## What the task requires
Transcribe the stretch of the position-independent code text from "On other archs" through "language you get.".

On x86, position-independent code in principle looks like this:
call 1f
1: popl %ebx
followed by use of ebx as a base pointer with a displacement equal to the distance between the data to be accessed and the address of the popl instruction.
In reality it's often more complicated, and typically a tiny thunk function might be used to load the PIC register like this:
load_ebx:
movl 4(%esp),%ebx
addl $some_offset,%ebx
ret
where the offset is chosen such that, when the thunk returns, ebx contains a pointer to a designated special point in the program/library (usually the start of the global offset table), and then all subsequent ebx-relative accesses can simply use the distance between the desired data and the designated special point as the offset.
On other archs everything is similar in principle, but there may be easier ways to load the program counter. Many simply let you use the pc or ip register as an ordinary register in relative addressing modes.
In pseudo code it could look like:
lea str1(pc), r0 ; load address of string relative to the pc (assuming constant strings, maybe)
st r0, test ; save the address in test (test could also be PIC, in which case it could be relative
; to some register)
A lot depends on your compiler and CPU architecture, as the previous answer stated. One way to find out would be to compile with the appropriate flags (-PIC -S for gcc) and look at the assembly language you get.

## Given information
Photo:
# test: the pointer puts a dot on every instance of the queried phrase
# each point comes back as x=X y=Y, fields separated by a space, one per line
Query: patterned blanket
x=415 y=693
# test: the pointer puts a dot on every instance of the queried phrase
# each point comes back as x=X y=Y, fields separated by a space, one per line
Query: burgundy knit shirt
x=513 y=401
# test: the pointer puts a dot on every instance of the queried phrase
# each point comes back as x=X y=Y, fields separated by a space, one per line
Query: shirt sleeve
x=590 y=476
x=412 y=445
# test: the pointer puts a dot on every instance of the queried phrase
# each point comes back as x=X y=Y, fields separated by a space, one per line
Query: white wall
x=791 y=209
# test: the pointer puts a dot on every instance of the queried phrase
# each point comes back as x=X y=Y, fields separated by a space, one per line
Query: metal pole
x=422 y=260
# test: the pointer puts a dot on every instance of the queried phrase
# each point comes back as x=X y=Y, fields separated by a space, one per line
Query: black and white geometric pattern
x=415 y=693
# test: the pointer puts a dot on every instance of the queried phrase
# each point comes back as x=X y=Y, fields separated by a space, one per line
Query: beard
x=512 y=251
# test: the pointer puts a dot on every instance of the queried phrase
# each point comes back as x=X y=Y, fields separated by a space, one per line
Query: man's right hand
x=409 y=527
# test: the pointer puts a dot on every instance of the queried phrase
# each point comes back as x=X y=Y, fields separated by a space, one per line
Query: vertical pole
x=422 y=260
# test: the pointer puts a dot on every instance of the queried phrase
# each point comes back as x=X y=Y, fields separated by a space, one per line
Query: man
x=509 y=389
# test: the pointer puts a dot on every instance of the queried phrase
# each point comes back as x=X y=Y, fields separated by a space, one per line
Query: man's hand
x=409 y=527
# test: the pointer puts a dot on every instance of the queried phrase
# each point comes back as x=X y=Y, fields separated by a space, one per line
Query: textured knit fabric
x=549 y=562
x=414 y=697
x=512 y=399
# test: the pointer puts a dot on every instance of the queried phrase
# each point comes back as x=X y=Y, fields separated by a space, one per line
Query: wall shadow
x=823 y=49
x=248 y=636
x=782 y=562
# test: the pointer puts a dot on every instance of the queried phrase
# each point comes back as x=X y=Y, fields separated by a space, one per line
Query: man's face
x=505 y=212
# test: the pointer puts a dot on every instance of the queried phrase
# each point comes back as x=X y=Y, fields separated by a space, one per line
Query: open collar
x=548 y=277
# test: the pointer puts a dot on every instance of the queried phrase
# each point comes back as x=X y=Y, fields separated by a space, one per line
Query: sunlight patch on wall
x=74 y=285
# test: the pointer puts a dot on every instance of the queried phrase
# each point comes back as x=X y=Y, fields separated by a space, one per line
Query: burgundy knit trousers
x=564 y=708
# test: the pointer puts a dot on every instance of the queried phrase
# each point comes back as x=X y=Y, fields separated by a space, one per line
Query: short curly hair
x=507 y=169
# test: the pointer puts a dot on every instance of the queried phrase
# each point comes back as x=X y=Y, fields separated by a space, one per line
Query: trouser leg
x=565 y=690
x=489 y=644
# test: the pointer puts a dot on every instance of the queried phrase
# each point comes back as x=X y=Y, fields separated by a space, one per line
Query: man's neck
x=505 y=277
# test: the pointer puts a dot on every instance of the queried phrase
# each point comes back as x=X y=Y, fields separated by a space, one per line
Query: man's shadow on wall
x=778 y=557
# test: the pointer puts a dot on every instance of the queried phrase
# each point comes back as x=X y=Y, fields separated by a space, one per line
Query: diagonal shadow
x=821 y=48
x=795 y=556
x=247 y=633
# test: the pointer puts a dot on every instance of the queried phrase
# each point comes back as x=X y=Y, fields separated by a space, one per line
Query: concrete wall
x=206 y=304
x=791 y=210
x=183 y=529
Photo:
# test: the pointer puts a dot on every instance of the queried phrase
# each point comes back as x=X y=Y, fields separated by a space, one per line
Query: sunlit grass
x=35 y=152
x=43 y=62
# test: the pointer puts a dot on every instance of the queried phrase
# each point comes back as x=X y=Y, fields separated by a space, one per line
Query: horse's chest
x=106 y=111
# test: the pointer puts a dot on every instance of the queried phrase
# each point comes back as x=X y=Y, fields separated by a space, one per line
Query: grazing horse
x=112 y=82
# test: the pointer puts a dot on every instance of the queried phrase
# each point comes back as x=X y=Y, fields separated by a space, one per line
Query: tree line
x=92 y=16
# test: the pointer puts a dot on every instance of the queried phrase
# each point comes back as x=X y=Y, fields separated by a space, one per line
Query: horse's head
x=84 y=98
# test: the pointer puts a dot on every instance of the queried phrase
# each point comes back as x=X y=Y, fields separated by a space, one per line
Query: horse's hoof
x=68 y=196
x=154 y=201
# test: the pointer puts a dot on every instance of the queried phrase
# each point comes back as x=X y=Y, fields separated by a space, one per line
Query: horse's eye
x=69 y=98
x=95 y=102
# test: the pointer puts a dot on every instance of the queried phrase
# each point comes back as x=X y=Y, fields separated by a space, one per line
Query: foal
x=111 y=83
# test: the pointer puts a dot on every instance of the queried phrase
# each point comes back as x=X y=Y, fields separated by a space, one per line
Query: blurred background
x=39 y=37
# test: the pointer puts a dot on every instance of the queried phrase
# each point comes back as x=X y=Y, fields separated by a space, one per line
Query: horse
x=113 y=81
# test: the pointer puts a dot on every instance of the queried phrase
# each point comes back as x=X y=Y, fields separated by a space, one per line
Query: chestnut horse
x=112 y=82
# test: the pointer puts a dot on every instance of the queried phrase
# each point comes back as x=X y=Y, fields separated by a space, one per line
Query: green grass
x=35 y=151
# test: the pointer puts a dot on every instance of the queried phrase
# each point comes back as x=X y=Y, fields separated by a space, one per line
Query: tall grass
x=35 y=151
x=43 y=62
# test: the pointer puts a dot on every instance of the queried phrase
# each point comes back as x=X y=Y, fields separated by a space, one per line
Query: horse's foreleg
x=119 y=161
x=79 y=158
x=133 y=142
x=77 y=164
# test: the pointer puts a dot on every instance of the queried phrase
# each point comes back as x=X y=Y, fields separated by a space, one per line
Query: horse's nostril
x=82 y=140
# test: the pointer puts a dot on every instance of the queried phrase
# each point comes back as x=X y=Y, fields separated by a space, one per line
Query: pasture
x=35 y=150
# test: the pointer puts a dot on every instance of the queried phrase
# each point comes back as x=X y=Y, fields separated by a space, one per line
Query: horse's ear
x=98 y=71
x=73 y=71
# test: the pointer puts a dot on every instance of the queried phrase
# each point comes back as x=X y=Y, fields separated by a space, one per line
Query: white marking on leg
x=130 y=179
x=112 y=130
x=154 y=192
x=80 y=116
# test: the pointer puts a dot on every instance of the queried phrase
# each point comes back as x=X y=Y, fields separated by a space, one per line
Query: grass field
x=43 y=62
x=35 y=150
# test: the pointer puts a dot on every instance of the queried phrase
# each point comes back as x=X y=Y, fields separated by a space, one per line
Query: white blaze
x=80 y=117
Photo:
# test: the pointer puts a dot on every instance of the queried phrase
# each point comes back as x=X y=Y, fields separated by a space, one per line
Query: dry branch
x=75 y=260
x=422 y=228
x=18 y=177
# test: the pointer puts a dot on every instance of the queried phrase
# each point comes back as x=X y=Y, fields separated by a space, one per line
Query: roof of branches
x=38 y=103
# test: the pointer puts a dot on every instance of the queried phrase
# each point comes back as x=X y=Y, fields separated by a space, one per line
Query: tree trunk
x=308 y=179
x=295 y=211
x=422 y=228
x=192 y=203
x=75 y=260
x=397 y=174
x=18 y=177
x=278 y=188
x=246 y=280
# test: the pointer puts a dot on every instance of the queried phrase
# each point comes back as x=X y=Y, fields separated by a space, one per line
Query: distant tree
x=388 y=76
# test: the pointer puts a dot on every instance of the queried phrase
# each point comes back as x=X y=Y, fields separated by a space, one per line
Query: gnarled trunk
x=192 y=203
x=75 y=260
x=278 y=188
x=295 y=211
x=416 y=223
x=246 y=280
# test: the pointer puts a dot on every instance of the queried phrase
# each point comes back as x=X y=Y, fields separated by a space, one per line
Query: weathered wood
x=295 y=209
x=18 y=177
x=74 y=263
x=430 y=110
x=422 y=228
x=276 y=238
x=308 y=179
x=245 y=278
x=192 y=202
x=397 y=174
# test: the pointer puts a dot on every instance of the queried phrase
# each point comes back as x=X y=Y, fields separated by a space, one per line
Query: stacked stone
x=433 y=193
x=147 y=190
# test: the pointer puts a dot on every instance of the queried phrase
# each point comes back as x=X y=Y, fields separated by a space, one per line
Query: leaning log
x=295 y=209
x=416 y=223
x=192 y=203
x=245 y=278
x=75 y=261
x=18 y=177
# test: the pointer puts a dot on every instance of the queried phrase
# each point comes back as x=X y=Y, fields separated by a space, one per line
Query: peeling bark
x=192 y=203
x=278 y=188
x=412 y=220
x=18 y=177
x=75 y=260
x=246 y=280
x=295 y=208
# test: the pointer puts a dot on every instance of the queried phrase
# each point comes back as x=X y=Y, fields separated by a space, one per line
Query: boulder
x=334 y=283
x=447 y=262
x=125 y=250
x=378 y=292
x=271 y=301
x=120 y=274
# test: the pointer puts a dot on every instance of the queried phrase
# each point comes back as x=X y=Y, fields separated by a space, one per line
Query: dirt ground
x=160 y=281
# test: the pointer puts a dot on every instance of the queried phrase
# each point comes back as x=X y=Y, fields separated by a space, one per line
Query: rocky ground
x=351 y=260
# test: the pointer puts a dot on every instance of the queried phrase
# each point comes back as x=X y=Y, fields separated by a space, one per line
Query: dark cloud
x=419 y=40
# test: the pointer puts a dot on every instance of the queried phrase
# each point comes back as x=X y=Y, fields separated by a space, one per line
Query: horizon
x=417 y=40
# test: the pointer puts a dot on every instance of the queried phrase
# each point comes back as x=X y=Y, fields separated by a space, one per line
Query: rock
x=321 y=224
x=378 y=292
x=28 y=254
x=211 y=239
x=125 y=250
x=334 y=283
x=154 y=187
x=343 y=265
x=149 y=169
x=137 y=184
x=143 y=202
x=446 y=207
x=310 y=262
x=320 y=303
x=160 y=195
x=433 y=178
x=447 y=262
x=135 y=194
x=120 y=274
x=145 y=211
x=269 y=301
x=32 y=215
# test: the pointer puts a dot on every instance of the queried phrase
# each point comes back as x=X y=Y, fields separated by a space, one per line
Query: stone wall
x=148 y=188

## Result of this task
On other archs everything is similar in principle, but there may be easier ways to load the program counter. Many simply let you use the pc or ip register as an ordinary register in relative addressing modes.
In pseudo code it could look like:
lea str1(pc), r0 ; load address of string relative to the pc (assuming constant strings, maybe)
st r0, test ; save the address in test (test could also be PIC, in which case it could be relative
; to some register)
A lot depends on your compiler and CPU architecture, as the previous answer stated. One way to find out would be to compile with the appropriate flags (-PIC -S for gcc) and look at the assembly language you get.